▸ CONSEGNA DELL'ESERCIZIO: Trascrivi senza alcuna modifica tutto ciò che va dalla riga dell'elenco contenente "One pin marks each instance of the gendarme" giù fino alla riga contenente "x=315 y=111", comprese entrambe.

▸ MATERIALE DI PARTENZA:
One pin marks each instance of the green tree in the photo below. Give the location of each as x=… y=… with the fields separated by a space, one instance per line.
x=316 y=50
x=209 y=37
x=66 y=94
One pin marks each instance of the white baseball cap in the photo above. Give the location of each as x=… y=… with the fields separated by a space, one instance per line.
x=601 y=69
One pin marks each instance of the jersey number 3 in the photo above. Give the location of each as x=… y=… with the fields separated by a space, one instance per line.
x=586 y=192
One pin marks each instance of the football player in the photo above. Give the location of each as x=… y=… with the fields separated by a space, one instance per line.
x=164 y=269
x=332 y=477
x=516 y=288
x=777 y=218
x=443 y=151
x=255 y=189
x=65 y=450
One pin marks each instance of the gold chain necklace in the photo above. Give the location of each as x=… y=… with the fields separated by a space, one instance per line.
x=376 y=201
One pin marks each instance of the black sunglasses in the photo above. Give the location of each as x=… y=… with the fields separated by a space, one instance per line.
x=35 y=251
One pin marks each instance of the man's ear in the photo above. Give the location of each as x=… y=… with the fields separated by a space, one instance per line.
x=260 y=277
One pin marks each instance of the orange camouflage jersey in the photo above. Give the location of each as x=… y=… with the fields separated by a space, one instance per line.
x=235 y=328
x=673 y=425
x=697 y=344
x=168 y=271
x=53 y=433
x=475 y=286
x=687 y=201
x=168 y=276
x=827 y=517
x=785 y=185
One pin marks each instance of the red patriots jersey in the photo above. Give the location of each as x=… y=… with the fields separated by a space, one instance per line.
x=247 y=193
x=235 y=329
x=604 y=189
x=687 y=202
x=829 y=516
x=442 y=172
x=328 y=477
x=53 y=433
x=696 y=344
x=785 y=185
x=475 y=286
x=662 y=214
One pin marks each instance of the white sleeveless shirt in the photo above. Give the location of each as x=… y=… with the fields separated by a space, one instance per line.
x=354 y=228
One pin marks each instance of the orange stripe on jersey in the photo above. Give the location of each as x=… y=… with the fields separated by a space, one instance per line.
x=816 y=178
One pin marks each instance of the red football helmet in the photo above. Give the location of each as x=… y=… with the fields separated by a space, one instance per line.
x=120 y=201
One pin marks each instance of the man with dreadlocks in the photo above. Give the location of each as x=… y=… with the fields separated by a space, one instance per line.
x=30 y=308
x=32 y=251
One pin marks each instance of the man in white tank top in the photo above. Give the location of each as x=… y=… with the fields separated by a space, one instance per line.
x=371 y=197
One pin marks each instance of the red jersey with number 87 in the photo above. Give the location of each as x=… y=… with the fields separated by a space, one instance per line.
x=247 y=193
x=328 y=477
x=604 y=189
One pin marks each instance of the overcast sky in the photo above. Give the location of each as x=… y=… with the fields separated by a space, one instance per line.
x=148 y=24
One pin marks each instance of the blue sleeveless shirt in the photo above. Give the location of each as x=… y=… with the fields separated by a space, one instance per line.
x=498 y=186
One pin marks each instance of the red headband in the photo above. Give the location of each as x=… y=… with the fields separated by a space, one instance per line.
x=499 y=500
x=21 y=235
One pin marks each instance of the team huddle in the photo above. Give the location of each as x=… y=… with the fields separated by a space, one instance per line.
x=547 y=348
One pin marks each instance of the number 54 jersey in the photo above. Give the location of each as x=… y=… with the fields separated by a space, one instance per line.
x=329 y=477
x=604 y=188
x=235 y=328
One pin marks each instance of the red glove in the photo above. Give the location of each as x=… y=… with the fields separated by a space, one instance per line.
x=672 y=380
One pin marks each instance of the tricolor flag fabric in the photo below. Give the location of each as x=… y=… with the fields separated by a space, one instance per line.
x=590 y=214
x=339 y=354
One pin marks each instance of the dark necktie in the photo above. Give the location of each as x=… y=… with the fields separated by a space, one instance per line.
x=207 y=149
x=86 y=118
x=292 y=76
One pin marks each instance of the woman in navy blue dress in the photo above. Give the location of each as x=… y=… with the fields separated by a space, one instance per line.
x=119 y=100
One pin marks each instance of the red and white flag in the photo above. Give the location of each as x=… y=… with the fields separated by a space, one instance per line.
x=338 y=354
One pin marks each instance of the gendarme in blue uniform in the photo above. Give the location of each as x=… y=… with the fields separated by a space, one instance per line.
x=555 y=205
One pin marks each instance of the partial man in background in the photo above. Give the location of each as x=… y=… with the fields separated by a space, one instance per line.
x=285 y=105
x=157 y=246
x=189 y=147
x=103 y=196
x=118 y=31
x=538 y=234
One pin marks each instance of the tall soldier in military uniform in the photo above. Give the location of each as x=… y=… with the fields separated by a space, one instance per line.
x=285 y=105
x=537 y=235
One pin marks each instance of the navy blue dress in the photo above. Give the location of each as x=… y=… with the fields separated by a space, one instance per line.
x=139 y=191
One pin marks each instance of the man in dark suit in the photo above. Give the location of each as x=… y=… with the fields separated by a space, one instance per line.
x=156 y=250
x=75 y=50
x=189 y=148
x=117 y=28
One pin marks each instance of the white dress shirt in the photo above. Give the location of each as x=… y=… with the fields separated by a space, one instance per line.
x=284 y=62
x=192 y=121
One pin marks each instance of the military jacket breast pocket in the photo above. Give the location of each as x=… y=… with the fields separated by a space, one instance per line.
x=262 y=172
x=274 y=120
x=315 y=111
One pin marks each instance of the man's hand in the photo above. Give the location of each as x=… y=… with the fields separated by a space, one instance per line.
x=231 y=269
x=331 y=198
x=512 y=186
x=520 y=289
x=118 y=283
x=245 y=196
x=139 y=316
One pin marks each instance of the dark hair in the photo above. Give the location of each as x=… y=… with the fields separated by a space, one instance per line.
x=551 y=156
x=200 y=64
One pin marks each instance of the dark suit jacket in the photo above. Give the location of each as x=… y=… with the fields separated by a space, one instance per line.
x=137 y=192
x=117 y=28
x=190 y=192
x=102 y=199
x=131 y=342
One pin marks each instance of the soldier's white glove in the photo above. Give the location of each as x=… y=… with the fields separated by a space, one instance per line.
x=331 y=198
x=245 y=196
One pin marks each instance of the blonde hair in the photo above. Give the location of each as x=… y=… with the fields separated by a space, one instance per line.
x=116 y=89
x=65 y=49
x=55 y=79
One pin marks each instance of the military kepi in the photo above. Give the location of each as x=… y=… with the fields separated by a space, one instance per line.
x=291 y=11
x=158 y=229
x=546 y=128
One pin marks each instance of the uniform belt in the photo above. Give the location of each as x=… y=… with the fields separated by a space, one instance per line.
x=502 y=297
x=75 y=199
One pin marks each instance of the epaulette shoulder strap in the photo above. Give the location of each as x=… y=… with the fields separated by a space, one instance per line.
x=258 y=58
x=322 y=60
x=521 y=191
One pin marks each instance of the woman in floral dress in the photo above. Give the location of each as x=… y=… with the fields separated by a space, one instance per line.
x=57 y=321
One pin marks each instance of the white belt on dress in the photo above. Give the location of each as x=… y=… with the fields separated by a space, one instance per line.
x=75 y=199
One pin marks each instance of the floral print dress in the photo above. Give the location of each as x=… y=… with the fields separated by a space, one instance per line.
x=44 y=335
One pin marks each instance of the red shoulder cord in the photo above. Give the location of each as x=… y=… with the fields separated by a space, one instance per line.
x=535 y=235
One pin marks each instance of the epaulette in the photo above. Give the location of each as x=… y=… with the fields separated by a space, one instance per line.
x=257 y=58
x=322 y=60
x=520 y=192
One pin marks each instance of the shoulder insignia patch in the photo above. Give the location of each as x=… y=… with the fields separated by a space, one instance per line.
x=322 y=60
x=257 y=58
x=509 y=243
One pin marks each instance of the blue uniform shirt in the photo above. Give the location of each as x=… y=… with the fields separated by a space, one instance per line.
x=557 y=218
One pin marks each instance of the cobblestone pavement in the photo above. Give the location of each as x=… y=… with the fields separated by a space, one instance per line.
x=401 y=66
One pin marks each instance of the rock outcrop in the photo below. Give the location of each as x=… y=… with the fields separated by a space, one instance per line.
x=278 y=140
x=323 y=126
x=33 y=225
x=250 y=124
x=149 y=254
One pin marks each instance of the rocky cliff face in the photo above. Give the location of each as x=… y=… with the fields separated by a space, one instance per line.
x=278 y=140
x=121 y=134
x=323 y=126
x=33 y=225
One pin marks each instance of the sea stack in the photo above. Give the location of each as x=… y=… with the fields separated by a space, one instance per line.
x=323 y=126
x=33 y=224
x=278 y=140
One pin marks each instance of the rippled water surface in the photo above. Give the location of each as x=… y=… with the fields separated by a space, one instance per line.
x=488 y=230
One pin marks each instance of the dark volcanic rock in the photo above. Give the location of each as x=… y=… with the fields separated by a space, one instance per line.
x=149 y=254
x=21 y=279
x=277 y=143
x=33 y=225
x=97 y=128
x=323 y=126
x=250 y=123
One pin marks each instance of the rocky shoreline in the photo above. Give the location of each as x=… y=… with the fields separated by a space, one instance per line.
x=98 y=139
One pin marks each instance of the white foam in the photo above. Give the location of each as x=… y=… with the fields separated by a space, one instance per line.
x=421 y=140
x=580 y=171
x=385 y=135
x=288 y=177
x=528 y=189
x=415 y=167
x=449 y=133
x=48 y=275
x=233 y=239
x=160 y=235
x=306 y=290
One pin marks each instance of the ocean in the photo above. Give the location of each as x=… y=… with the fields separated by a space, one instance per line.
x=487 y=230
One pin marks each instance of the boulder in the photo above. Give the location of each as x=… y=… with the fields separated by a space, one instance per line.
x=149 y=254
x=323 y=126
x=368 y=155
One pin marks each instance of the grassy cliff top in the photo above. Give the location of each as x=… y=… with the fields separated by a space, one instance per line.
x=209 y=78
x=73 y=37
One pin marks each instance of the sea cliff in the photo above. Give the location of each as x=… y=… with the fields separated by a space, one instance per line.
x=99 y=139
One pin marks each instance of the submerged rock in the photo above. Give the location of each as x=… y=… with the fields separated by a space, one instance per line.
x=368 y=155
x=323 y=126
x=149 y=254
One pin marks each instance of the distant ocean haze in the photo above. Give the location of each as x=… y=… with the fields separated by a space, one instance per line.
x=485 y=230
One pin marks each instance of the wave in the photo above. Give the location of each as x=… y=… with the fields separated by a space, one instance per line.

▸ SVOLGIMENTO:
One pin marks each instance of the gendarme in blue uniform in the photo above. Give the location of each as x=… y=… with the fields separated by a space, one instance per line.
x=555 y=205
One pin marks each instance of the partial man in background in the photo above. Give the location of each as x=… y=… with the fields separated by a space, one instance per line.
x=285 y=105
x=157 y=246
x=189 y=147
x=103 y=196
x=118 y=31
x=538 y=234
One pin marks each instance of the tall soldier in military uniform in the photo above. Give the location of each as x=… y=… with the fields separated by a space, one instance per line.
x=285 y=105
x=537 y=235
One pin marks each instance of the navy blue dress in the photo above. Give the location of each as x=… y=… with the fields separated by a space, one instance per line.
x=139 y=191
One pin marks each instance of the man in dark suit in the photo above. Give the location of each as x=… y=… with the fields separated by a space, one instance per line.
x=156 y=250
x=75 y=50
x=189 y=148
x=117 y=28
One pin marks each instance of the white dress shirt in the photo above. Give the location of each as x=… y=… with the fields separated by a space, one instance per line.
x=284 y=62
x=192 y=121
One pin marks each instance of the military jacket breast pocket in the photo above. Give the location of each as x=… y=… with the fields separated by a space, one instance per line.
x=262 y=172
x=274 y=120
x=315 y=111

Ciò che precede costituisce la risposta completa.